**Supplied passage**

════

Hot rolled plates 6 mm thick, 100 mm wide and 120 mm long of 6082 AA with a nominal composition in wt. % 1.2 Si, 0.75 Mg, 0.79 Mn and 97.01 Al, and 5754 AA with nominal composition in wt % 3 Mg, 0.4 Mn, 0.3 Si, and 96 Al ,were used. FSW runs were conducted perpendicular to the rolling direction using a rotational speed of 1070 rpm with a feed rate of 140 mm/min. The tool was manufactured from Mo-W tool steel with a flat shoulder of 15 mm diameter, and a concentric square pin with an edge length of 6 mm, and 5 mm long as shown in Fig. 1(a). Test set-up is shown schematically in Fig. 1(b). Part of the welded piece was further hot rolled in the weld direction at a temperature of 250°C, with a rolling reduction of 10%. Tensile samples were wire cut perpendicular to the weld direction, with SZ being centered within the gage length. Fig. 1(c) shows how the tensile samples were extracted, by wire cutting, from the weld piece. Tensile samples extracted from the welded and rolled condition was further subjected to isothermal annealing at 180°C for three different time periods of 6, 12 and 24 hrs. The tensile samples was also subjected to two different shot peening surface treatment conditions on the gage section, where the stand-of-distance was kept constant at 25 cm (constant pressure) for two time durations of 8 and 12 seconds, to induce mild to severe surface compressive residual stresses. Microhardness measurements were taken on the specimen’s transverse cross section using Vickers microhardness testing using 300 g load and at 0.3 mm distance between successive indentations. X-ray diffraction was conducted, on the transverse section, at three locations; at the two base metals as well as in the weld nugget. Optical microscopy was conducted on the transverse section for the as welded condition. Tension tests were conducted at room temperature at an initial strain rate of 10-3 s-1.

════

**Work required**
In the welding passage, at what temperature and for which time periods were the welded and rolled tensile samples annealed?

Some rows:

════

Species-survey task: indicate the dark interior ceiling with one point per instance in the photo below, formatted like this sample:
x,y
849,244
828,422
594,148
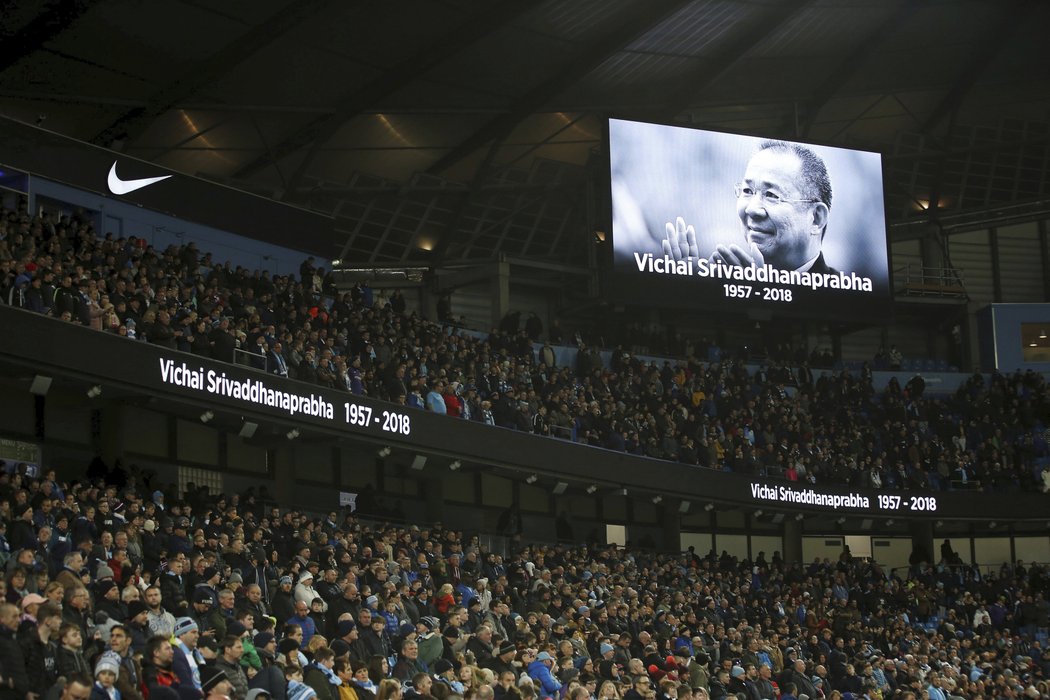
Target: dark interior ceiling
x,y
449,130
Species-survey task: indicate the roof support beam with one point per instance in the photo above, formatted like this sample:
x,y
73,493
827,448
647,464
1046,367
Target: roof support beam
x,y
48,22
639,20
995,39
849,65
133,123
762,22
320,129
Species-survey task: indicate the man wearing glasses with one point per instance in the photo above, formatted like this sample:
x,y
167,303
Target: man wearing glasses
x,y
783,202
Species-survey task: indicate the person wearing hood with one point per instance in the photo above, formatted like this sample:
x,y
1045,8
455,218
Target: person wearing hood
x,y
305,591
539,671
319,675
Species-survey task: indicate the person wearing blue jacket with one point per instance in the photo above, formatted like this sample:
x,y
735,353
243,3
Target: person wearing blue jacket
x,y
539,671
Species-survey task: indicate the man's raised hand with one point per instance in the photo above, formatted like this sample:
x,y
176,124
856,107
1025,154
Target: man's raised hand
x,y
680,241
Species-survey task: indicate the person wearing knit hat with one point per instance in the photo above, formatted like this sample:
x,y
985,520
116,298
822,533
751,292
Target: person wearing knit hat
x,y
186,659
106,671
305,591
214,683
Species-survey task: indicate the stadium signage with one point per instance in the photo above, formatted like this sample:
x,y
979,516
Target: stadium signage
x,y
853,501
59,158
176,381
254,390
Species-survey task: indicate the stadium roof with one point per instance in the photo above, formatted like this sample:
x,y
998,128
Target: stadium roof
x,y
453,130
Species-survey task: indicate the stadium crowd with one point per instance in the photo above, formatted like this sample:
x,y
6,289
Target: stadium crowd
x,y
783,421
116,587
112,590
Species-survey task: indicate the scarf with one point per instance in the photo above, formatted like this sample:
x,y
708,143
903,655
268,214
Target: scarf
x,y
368,685
333,679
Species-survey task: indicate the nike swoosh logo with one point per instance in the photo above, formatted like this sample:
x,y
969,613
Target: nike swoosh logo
x,y
118,186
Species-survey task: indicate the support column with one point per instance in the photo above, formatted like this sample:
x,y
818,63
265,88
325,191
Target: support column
x,y
922,538
435,500
284,472
501,292
793,539
111,432
671,525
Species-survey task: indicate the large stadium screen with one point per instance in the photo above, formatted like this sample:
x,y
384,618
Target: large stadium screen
x,y
717,220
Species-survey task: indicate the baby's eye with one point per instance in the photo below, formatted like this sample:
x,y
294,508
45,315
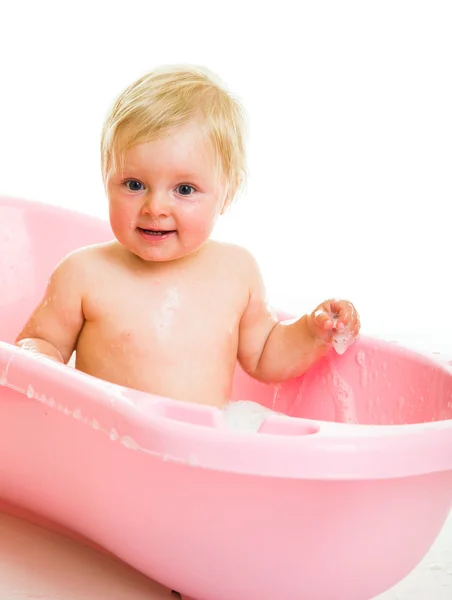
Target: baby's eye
x,y
134,185
185,189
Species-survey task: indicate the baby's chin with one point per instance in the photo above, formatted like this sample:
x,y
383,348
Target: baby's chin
x,y
165,257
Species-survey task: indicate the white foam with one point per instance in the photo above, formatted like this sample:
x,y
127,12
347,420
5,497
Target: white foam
x,y
342,339
245,416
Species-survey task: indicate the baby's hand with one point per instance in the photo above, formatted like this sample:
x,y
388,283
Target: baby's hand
x,y
335,320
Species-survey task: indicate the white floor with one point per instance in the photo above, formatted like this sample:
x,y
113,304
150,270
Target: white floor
x,y
39,564
432,580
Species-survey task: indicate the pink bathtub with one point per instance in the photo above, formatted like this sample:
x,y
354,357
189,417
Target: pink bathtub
x,y
307,507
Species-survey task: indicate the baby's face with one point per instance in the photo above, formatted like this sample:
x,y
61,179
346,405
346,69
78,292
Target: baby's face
x,y
165,203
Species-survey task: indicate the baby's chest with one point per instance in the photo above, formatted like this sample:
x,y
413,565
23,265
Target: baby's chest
x,y
171,319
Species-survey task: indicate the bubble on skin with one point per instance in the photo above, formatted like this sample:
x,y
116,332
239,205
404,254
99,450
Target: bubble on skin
x,y
170,304
342,339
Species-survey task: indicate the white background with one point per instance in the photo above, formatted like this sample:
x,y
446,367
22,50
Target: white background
x,y
350,134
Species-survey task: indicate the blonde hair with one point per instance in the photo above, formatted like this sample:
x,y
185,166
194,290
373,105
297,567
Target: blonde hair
x,y
168,97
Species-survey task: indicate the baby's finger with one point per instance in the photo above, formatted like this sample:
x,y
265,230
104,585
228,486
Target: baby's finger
x,y
346,315
323,319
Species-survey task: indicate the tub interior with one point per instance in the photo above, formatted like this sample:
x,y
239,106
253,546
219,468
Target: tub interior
x,y
374,382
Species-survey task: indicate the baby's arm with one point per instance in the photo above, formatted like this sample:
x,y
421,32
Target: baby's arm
x,y
53,327
269,350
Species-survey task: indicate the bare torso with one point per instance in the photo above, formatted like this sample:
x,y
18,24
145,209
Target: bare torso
x,y
169,329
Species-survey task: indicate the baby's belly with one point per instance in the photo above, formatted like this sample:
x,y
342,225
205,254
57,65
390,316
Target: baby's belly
x,y
200,377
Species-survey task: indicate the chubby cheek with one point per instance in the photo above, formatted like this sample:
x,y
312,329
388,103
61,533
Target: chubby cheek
x,y
121,219
198,222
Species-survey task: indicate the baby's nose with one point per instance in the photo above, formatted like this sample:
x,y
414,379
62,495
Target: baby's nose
x,y
156,204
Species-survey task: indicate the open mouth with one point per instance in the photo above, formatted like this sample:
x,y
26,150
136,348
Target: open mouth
x,y
156,232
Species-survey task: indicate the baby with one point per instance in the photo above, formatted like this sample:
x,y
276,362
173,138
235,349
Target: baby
x,y
162,308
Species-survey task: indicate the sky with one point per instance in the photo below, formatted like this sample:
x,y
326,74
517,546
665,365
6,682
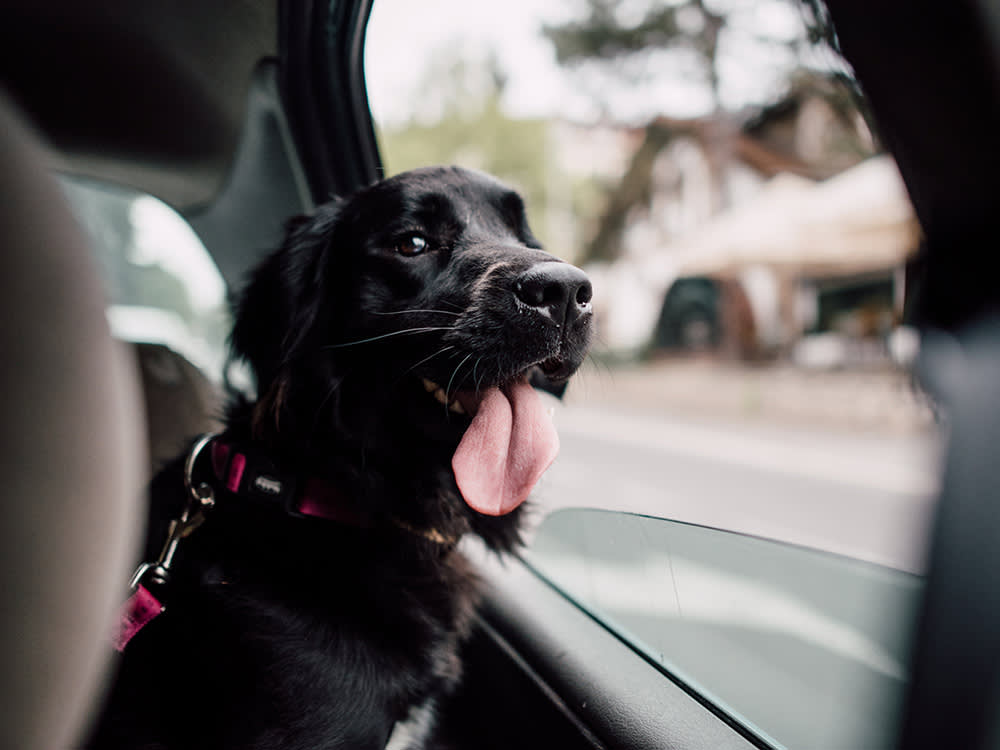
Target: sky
x,y
405,38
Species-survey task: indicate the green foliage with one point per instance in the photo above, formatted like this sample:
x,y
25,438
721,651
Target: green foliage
x,y
601,36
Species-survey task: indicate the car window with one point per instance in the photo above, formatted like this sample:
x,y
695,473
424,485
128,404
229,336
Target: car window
x,y
161,283
712,167
807,649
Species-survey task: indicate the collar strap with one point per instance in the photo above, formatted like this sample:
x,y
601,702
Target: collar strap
x,y
258,479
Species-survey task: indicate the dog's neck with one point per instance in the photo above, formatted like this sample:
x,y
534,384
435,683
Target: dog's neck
x,y
386,445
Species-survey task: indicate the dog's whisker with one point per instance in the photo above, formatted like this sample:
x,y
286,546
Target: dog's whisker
x,y
418,310
426,359
452,380
474,368
424,329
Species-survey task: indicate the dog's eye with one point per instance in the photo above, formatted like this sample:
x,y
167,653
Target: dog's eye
x,y
412,244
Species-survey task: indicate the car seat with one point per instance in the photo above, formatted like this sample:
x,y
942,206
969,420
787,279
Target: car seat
x,y
73,454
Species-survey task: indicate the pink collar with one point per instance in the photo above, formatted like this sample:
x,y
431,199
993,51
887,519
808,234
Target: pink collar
x,y
259,480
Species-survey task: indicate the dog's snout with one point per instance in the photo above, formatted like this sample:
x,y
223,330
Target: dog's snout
x,y
558,290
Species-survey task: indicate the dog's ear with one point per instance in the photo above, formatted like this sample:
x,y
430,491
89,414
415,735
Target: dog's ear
x,y
279,309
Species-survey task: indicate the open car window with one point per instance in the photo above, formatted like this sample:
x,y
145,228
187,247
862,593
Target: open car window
x,y
805,649
748,470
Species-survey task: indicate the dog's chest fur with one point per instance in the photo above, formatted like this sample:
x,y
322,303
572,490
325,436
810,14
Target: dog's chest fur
x,y
291,633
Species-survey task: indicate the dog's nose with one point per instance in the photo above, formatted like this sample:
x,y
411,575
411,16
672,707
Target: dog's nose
x,y
558,290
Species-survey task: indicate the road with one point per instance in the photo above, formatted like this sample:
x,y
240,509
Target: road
x,y
865,495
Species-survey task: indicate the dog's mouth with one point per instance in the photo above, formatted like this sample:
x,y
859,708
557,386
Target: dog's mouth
x,y
508,444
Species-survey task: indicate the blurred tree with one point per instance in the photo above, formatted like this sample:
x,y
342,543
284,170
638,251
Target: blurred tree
x,y
611,36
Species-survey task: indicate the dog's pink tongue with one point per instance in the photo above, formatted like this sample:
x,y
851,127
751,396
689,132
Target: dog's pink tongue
x,y
505,451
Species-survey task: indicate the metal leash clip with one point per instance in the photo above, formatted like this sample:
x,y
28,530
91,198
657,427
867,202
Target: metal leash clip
x,y
200,500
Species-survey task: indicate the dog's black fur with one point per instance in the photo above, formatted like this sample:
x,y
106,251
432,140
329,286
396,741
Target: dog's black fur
x,y
283,632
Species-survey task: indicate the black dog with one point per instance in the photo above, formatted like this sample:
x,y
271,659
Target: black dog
x,y
392,337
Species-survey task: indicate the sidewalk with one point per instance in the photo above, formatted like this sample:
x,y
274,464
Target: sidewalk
x,y
874,401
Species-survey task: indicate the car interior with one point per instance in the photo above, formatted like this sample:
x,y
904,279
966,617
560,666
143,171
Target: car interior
x,y
240,113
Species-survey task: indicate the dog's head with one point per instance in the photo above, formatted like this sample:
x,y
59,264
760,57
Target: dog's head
x,y
416,310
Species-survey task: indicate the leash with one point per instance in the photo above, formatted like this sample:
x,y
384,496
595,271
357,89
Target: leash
x,y
251,478
142,607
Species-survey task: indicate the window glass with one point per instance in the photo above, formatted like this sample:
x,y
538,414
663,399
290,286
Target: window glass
x,y
161,283
710,165
808,650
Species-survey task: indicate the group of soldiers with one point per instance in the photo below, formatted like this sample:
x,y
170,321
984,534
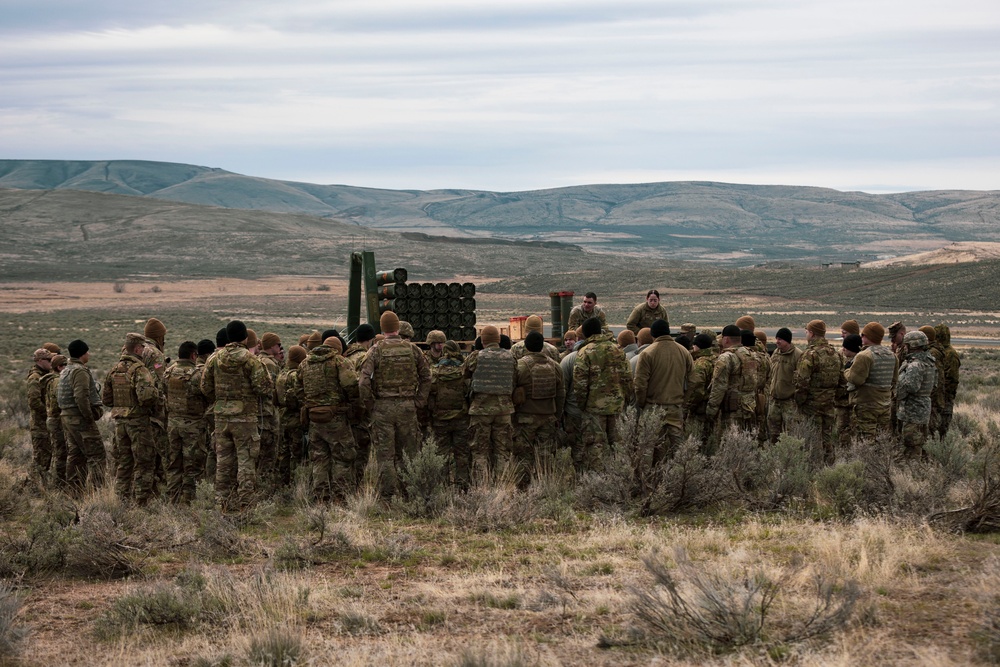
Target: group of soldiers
x,y
246,413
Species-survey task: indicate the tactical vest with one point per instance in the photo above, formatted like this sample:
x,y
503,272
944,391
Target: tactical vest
x,y
181,401
494,374
883,367
449,383
396,374
320,383
544,380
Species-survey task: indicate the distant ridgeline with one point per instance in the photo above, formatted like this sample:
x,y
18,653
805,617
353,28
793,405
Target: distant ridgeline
x,y
721,223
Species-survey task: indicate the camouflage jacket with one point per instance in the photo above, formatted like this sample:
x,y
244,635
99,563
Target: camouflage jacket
x,y
818,376
700,381
917,378
235,381
602,378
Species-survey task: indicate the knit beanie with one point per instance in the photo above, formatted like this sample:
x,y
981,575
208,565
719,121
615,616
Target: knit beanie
x,y
874,332
853,343
591,327
851,326
659,328
389,323
296,355
236,332
269,340
364,333
490,335
817,327
534,341
78,348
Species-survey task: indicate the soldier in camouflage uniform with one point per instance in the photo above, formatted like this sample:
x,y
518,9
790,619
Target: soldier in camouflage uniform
x,y
491,370
288,393
698,388
80,407
41,444
131,391
817,379
781,407
873,377
50,390
361,425
534,323
602,382
734,384
539,396
187,427
329,388
394,384
952,364
917,379
449,412
235,381
272,356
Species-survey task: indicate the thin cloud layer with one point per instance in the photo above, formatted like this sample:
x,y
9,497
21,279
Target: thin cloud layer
x,y
515,95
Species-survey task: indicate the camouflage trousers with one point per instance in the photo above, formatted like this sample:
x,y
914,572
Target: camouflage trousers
x,y
86,458
598,435
822,420
186,456
290,449
913,437
780,414
491,442
41,449
135,457
452,437
58,440
534,441
394,432
332,452
869,420
237,444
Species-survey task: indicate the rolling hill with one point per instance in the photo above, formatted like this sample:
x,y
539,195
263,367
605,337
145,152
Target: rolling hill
x,y
717,222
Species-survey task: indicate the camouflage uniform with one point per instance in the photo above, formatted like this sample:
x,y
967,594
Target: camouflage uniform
x,y
329,391
540,395
80,407
41,444
361,425
50,389
270,429
952,364
696,400
187,428
817,378
492,371
288,394
602,382
914,392
449,411
394,382
235,381
131,392
781,407
873,377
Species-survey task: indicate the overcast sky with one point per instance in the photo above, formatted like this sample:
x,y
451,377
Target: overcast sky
x,y
514,95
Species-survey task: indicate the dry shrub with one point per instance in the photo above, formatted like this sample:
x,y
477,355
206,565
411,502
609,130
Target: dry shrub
x,y
693,610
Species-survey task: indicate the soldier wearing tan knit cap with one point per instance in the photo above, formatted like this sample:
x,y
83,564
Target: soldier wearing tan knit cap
x,y
394,382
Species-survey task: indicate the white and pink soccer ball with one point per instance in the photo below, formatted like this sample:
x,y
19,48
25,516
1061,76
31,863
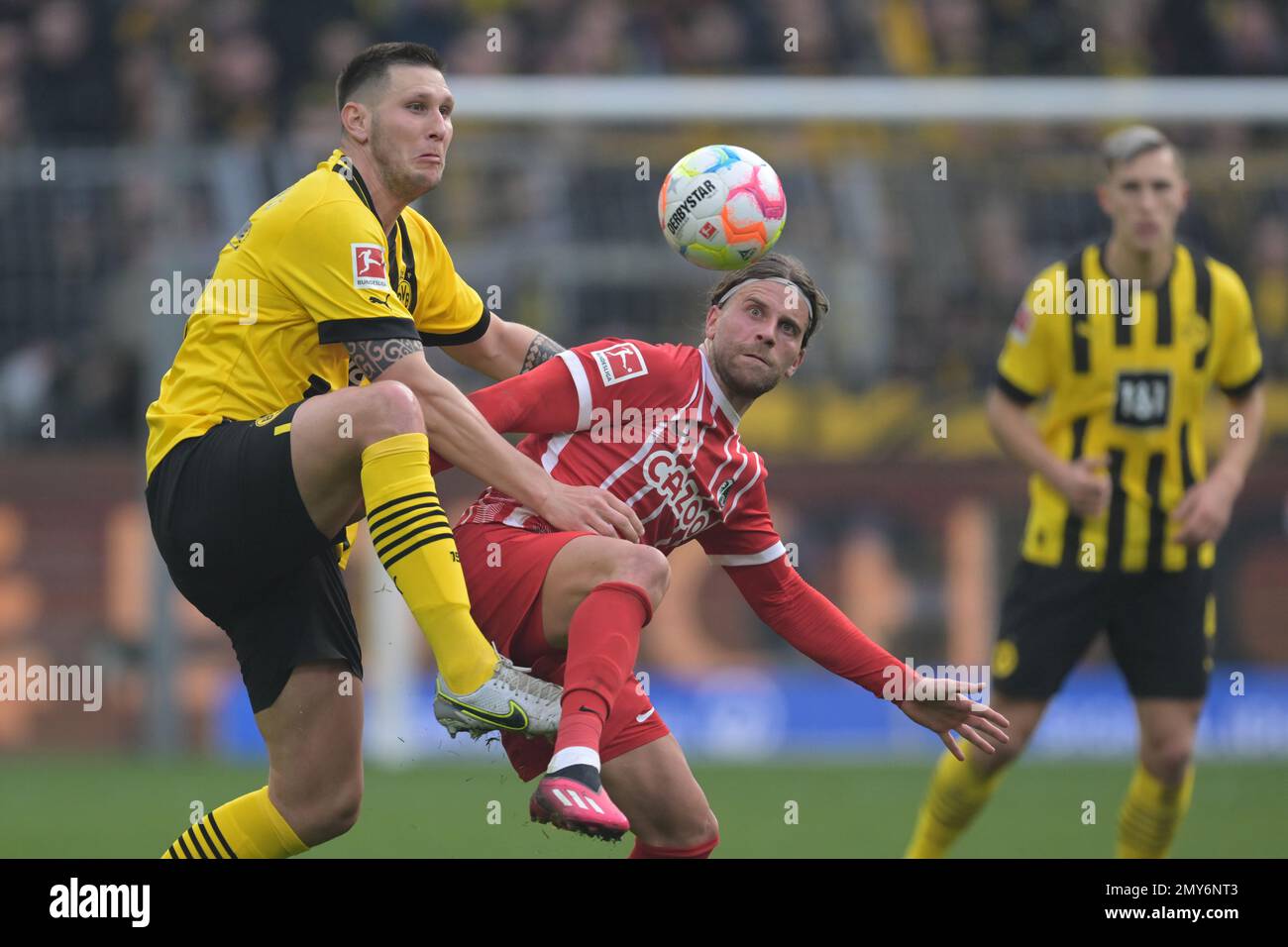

════

**The reply**
At 180°C for 6, 12 and 24 hours.